Try it -
For this exercise, output the line containing "Target: cluster of white flowers" and all lines after it to the end of the records, exactly, with no other content.

(Image point grounding data)
++++
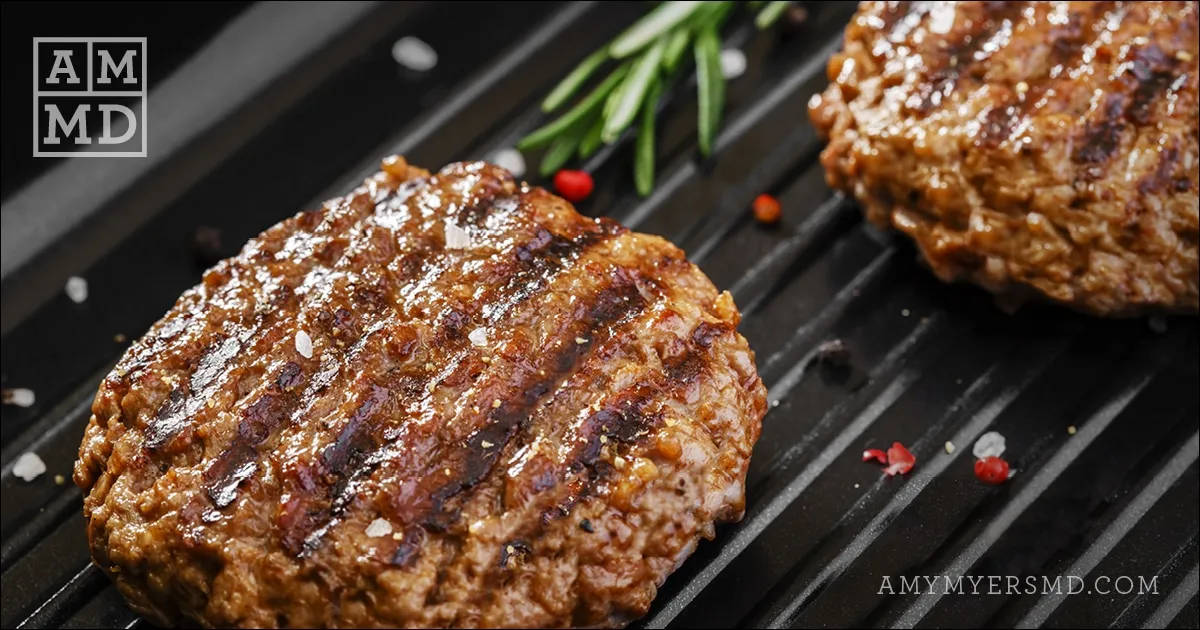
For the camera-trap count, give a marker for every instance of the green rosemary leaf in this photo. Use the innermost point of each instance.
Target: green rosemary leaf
(771, 13)
(645, 71)
(571, 84)
(544, 135)
(711, 87)
(591, 141)
(677, 45)
(643, 157)
(648, 29)
(712, 13)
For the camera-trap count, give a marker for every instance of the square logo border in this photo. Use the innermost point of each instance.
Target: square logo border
(144, 95)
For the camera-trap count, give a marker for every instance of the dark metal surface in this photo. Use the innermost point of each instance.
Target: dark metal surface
(930, 363)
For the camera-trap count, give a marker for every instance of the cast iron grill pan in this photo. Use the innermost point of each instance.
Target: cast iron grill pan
(929, 364)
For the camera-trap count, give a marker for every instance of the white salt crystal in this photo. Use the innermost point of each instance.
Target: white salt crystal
(77, 289)
(990, 444)
(414, 54)
(29, 467)
(733, 63)
(510, 160)
(19, 396)
(378, 528)
(456, 237)
(304, 345)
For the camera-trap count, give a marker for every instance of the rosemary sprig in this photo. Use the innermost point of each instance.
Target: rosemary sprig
(648, 55)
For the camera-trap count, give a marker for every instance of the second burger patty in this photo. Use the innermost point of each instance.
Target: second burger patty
(442, 400)
(1044, 149)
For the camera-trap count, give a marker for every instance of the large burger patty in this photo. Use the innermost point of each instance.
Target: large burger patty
(442, 400)
(1038, 149)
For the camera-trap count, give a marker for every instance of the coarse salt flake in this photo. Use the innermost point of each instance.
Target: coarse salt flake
(456, 237)
(510, 160)
(733, 63)
(19, 396)
(29, 466)
(77, 289)
(414, 54)
(990, 444)
(304, 345)
(378, 528)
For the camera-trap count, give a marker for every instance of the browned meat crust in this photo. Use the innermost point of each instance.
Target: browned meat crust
(442, 400)
(1035, 148)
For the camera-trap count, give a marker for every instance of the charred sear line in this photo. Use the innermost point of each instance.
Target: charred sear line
(537, 263)
(318, 492)
(1102, 137)
(628, 418)
(959, 58)
(514, 553)
(475, 460)
(184, 402)
(258, 424)
(359, 448)
(1152, 72)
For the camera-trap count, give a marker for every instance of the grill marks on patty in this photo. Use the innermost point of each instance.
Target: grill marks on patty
(319, 492)
(963, 52)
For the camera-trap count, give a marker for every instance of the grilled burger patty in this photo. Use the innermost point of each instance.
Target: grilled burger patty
(442, 400)
(1035, 148)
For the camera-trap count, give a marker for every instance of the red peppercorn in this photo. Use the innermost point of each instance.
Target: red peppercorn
(900, 460)
(875, 454)
(991, 471)
(574, 185)
(766, 209)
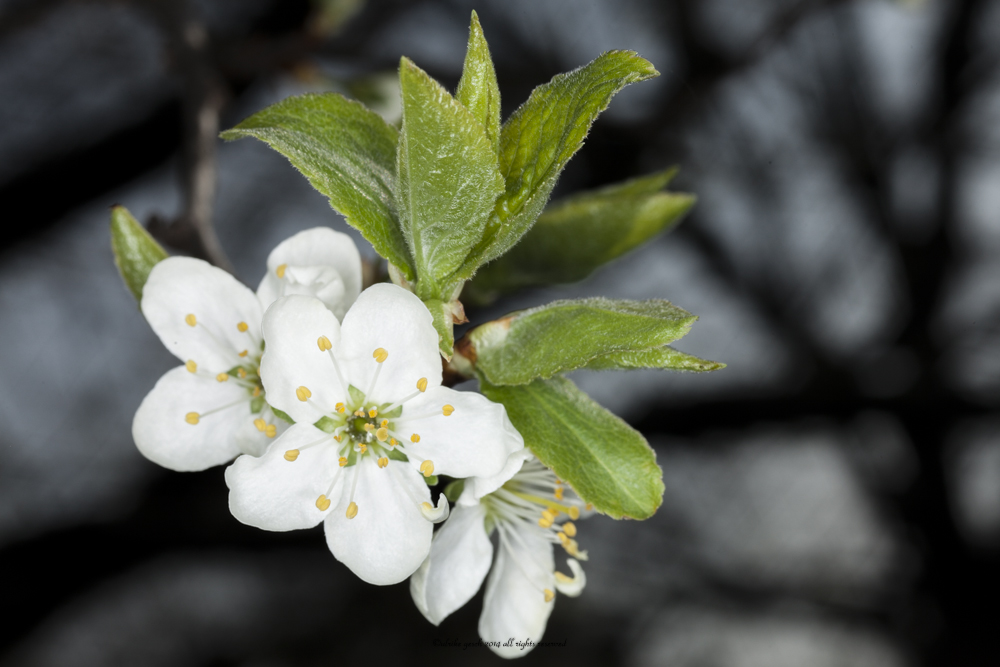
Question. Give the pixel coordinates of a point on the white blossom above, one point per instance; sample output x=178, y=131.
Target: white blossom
x=372, y=422
x=530, y=512
x=213, y=407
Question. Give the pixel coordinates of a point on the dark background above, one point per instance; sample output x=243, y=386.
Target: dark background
x=832, y=497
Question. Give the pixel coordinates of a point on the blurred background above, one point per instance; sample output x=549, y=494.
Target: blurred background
x=832, y=497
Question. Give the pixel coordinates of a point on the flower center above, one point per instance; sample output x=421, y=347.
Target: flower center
x=244, y=372
x=360, y=428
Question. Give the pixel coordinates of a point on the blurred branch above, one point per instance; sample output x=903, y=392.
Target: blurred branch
x=204, y=94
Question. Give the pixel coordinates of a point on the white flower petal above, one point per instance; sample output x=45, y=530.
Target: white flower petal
x=477, y=487
x=571, y=586
x=273, y=493
x=387, y=316
x=459, y=560
x=164, y=436
x=182, y=286
x=389, y=537
x=474, y=440
x=515, y=604
x=318, y=262
x=251, y=440
x=293, y=326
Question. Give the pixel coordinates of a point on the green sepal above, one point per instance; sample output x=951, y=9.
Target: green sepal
x=478, y=90
x=357, y=396
x=540, y=137
x=135, y=251
x=454, y=489
x=348, y=153
x=664, y=357
x=448, y=181
x=578, y=234
x=395, y=454
x=566, y=335
x=326, y=424
x=282, y=415
x=606, y=461
x=444, y=324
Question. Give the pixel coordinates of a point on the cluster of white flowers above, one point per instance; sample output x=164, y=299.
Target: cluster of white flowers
x=330, y=399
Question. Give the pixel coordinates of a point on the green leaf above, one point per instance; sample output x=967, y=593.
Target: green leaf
x=578, y=234
x=540, y=137
x=348, y=153
x=658, y=357
x=135, y=251
x=606, y=461
x=448, y=180
x=565, y=335
x=478, y=90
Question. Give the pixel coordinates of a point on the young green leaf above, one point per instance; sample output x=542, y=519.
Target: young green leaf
x=478, y=90
x=604, y=459
x=134, y=249
x=664, y=357
x=348, y=153
x=448, y=180
x=578, y=234
x=565, y=335
x=540, y=137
++++
Written answer -
Target: cluster of white flowers
x=330, y=399
Question. Give the pixel coordinates of a point on the green leaf above, one point per instance; sample output x=967, y=593.
Target: green leaf
x=578, y=234
x=540, y=137
x=348, y=153
x=658, y=357
x=135, y=251
x=606, y=461
x=448, y=180
x=565, y=335
x=478, y=90
Question. Give the pixel coordinates of a point on the young green leaf above, one point per instance; sample output x=542, y=519.
Target: young green leaf
x=478, y=90
x=604, y=459
x=134, y=249
x=664, y=357
x=348, y=153
x=448, y=180
x=578, y=234
x=565, y=335
x=540, y=137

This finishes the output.